• **Task statement**
In the passage on writing and how time is spent, at what age does the writer say they feel reborn with a new purpose?

• **Passage provided**
■ ■ ■ ■ ■

I planned to take today off from the novel anyway, and the timing couldn’t be better. I cannot face the book today, I’m bored to tears with it, I don’t know how to get from her to there with it… etc. And that’s just fine, because I know myself well enough to know that later on tonight, or tomorrow, latest, I’ll be ready to pound out another 2000-3000 words, and the next day, and the next, until my next day off.

I’ve been thinking about the choices we make, how we choose (or don’t choose) to spend our time. Speaking for myself, in recent years I’ve been treading water by choosing to spend hours of my life unproductively. One could certainly argue that the time I’ve spent playing games on the iPhone was ‘down time’ where my subconscious was doing its thing, which resulted in me being here, NOW, writing… and that might well be true. But now that I’ve committed to writing each and every day, whether the novels I’m working on, or blogging, or articles for sundry periodicals, I have to look more closely at how I have been living.

My very best friend is a marvelous writer who isn’t writing much at the moment. She’s the reason why I’m writing at all – her example gave me that “what if I were too…” notion that launched me into this profession in the first place. I love her dearly, and am concerned that she spends so much time on Facebook! And when I call her on it she has as many reasons for spending time online, as I did for using iPhone games to avoid the rest of my life.

But for me the real question is: When I get to the end of my life, will I regret how I’ve spent those hours, days, years? For me, now that I have this purpose, I have an answer. No regrets for the time spent here, on my butt in front of the computer, writing. And if I make the choice to spend the hours that I could be writing, playing games on the iPhone (or whatever gadget we’ll all be oohing and aahing over in ten years’ time) then yes, that will be a regret. With this realization, I now have a bottom line. Being published is not the issue (though eventually, that would be nice). Writing is, for me, the most satisfying creative form that I have ever experienced, and I have been a creative person my entire life: musician, artist, weaver, knitter. It is as though at fifty-four I have been reborn, with a new purpose. I’ve found something which I was searching for, without knowing that I was searching.

■ ■ ■ ■ ■

• **Listing**
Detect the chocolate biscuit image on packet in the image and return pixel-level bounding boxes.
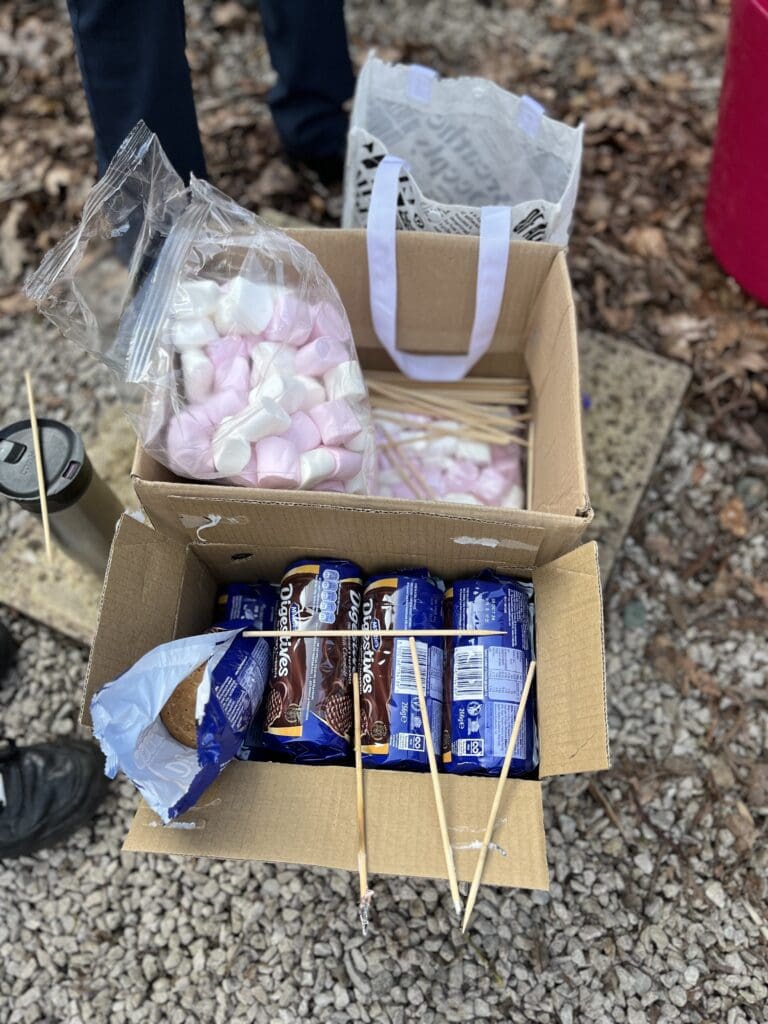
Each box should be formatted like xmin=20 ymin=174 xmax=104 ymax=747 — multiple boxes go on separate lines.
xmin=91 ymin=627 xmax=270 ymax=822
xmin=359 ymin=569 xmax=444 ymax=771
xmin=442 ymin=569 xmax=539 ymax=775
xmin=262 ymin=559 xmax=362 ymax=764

■ ■ ■ ■ ■

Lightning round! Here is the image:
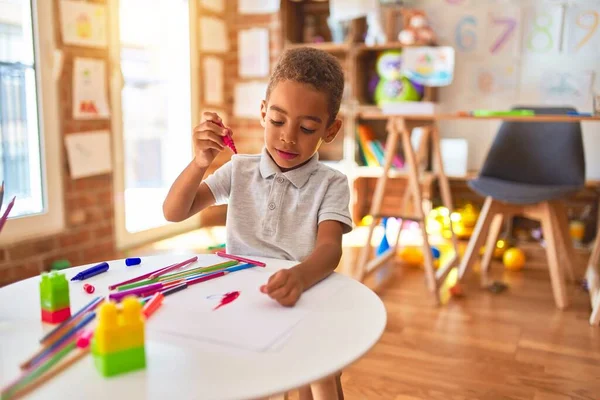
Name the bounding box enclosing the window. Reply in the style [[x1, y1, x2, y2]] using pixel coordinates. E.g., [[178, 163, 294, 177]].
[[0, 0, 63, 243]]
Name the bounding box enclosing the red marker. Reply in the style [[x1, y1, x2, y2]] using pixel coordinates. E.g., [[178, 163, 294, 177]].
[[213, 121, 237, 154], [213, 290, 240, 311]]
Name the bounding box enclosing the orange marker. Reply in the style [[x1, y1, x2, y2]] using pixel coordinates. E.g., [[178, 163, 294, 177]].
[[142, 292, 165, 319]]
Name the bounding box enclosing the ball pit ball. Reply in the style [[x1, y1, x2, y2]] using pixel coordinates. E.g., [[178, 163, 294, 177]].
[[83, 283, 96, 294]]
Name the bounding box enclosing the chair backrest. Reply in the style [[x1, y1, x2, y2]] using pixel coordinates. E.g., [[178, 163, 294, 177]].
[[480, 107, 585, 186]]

■ ■ ■ ■ ■

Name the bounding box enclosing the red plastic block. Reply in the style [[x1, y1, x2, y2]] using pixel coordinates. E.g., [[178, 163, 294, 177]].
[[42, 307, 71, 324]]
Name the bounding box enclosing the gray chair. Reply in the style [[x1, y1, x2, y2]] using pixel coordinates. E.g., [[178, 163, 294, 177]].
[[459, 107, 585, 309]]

■ ■ ■ ■ ■

• **The completed task**
At fifty-four.